[Items from a data source]
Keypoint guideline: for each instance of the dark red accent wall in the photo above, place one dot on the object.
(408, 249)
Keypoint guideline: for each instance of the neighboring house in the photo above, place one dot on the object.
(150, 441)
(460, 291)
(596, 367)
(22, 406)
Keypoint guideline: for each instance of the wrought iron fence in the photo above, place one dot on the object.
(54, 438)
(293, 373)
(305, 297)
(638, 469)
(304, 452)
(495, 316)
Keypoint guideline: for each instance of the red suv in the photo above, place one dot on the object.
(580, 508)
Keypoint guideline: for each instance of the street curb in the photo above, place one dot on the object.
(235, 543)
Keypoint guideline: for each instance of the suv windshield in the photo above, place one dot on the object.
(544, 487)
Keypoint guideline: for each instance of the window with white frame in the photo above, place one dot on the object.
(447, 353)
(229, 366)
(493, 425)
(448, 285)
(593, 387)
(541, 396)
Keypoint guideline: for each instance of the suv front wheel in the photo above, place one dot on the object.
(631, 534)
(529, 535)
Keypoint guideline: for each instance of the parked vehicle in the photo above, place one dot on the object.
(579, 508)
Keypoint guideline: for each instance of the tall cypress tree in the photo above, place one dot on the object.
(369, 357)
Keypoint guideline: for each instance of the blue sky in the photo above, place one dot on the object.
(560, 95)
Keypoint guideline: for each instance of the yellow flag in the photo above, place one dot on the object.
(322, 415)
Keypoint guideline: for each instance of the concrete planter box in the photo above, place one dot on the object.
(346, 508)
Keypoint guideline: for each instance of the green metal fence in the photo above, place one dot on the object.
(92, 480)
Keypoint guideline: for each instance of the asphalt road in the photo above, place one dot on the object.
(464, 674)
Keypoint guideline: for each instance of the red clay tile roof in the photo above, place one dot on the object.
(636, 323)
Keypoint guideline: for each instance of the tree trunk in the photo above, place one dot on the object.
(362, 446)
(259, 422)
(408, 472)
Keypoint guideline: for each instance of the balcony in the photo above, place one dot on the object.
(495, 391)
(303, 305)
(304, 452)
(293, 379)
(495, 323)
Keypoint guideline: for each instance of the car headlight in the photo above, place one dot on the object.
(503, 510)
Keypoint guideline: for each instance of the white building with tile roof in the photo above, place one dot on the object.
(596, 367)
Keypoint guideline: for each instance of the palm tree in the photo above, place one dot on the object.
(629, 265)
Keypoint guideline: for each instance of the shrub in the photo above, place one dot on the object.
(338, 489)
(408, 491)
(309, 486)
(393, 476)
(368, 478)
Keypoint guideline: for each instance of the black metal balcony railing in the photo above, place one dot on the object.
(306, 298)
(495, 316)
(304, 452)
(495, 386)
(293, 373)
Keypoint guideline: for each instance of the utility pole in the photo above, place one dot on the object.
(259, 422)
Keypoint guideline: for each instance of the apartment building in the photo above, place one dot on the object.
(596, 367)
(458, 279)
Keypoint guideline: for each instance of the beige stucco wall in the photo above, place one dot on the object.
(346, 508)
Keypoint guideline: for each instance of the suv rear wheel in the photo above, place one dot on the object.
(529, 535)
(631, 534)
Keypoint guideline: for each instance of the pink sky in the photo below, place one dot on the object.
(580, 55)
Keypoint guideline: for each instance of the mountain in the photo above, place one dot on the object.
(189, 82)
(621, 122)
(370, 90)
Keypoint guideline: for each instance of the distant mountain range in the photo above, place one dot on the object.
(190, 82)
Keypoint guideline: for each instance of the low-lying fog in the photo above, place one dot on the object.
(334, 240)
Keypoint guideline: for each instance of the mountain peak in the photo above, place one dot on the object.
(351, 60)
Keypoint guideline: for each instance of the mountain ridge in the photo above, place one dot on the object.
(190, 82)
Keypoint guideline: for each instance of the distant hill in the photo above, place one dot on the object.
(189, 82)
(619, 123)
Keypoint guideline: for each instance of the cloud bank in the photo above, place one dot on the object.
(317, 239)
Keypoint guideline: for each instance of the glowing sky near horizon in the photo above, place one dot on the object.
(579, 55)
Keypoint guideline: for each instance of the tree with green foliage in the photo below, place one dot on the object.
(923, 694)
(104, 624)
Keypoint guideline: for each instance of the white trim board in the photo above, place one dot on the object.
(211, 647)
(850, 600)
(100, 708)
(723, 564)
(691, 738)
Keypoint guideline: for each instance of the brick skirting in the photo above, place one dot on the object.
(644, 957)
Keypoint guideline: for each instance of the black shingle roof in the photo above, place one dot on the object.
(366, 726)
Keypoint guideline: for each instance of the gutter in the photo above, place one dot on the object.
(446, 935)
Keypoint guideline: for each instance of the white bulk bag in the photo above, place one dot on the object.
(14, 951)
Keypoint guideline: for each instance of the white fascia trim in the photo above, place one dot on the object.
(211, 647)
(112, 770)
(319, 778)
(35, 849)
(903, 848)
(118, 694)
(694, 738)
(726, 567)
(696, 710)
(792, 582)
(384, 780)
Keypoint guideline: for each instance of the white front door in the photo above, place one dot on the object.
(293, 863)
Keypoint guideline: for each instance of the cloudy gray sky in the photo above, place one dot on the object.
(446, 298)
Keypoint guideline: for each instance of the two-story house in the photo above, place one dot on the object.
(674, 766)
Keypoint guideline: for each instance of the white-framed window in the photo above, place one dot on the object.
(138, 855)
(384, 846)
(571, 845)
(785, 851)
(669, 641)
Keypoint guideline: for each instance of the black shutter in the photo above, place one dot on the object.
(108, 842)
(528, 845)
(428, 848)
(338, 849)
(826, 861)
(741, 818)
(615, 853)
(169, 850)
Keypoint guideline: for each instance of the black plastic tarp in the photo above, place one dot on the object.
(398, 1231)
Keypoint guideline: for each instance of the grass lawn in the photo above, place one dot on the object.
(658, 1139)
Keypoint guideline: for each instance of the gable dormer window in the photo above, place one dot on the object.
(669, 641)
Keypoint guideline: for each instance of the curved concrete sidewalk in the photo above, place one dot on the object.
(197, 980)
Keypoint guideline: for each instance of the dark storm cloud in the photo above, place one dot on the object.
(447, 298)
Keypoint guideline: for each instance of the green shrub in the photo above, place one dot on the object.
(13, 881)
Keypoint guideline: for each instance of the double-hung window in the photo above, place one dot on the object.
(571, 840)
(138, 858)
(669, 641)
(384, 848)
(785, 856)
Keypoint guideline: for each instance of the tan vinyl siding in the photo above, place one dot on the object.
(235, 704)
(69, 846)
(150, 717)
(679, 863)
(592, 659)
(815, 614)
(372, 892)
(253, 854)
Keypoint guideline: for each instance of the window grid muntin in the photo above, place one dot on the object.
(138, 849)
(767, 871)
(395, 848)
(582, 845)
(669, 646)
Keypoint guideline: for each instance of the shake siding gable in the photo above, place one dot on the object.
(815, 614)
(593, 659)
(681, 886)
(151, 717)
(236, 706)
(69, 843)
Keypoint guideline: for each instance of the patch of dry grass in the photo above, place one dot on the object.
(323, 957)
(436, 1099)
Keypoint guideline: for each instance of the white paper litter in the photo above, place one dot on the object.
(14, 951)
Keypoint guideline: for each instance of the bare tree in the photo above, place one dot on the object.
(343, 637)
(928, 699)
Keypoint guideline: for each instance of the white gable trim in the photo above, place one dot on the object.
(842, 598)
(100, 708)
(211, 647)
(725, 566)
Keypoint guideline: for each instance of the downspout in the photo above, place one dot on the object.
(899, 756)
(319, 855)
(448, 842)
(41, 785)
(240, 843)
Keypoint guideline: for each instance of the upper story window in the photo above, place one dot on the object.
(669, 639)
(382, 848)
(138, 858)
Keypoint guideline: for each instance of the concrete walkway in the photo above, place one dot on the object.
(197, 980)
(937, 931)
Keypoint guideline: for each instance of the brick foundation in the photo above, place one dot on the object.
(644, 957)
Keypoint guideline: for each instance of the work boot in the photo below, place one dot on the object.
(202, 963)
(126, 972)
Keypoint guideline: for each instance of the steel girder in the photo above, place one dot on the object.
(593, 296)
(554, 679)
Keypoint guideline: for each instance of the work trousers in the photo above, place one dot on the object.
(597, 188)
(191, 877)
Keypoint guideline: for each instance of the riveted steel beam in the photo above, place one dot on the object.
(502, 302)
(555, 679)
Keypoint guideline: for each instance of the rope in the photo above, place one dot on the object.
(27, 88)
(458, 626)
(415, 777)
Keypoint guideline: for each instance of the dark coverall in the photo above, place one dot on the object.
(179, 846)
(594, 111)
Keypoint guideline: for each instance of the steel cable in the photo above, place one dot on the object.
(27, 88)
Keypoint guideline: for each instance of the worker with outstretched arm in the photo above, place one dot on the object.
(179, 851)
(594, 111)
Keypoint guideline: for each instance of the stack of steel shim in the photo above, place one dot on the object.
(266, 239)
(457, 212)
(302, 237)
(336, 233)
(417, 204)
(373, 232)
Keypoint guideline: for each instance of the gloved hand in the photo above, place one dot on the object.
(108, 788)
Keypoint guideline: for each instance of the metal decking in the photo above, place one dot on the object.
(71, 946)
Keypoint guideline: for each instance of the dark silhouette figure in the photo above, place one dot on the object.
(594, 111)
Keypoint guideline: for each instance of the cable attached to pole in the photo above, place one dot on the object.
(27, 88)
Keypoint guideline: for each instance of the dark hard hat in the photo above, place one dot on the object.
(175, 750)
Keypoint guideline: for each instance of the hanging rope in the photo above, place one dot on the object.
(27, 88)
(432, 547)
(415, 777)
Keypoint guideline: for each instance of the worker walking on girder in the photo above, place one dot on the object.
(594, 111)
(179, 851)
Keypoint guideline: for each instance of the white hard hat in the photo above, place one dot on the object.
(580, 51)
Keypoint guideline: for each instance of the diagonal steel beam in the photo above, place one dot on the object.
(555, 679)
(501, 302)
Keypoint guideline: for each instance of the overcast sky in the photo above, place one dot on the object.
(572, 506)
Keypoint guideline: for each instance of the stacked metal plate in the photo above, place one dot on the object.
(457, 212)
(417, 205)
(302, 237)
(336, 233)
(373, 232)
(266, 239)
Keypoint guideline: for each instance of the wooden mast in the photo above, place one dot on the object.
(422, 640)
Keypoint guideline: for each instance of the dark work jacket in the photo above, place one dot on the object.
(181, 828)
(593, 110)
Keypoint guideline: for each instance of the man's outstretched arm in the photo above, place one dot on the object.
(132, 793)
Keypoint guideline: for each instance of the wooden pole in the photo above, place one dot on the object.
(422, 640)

• Required work
Precisely the line with "Keypoint guideline: for each instance of the dark hard" and the lines after it, up to the last line of the entries above, are to be reproduced, and nothing more.

• Output
Keypoint guideline: for each instance of the dark hard hat in the photo above, place one dot on the object.
(175, 750)
Keypoint guideline: for each instance of the hanging rope in the photo above, place one dot on the object.
(27, 88)
(432, 547)
(415, 777)
Keypoint guideline: for each instance of the worker walking on girder in the photo above, place one dot on the object.
(594, 111)
(179, 851)
Keypoint guideline: for each instance of the white hard hat in the photo above, place one dot on the object.
(580, 51)
Keypoint guideline: for each instance of the diagonal steel beam in the photo above, place one dot on the object.
(555, 679)
(501, 302)
Keypoint guideline: for each instance of the overcast sky in the photo above, place one dot on the object.
(572, 506)
Keypoint guideline: for each instance of the stacked metal plate in the photo above, place one dot on the object.
(457, 212)
(417, 205)
(302, 237)
(336, 233)
(373, 232)
(266, 239)
Keypoint guideline: for each instance of the wooden mast in the photo above, place one dot on the object.
(422, 640)
Keypoint guideline: for each instance of the dark work jacket in the photo above, place one dot on the object.
(181, 828)
(593, 110)
Keypoint guideline: for each instance of the man's outstretched arm in the photo above, place one dot on the object.
(132, 793)
Keypoint guideline: for each instance of the wooden pole in the photo above, place one dot on the object.
(422, 640)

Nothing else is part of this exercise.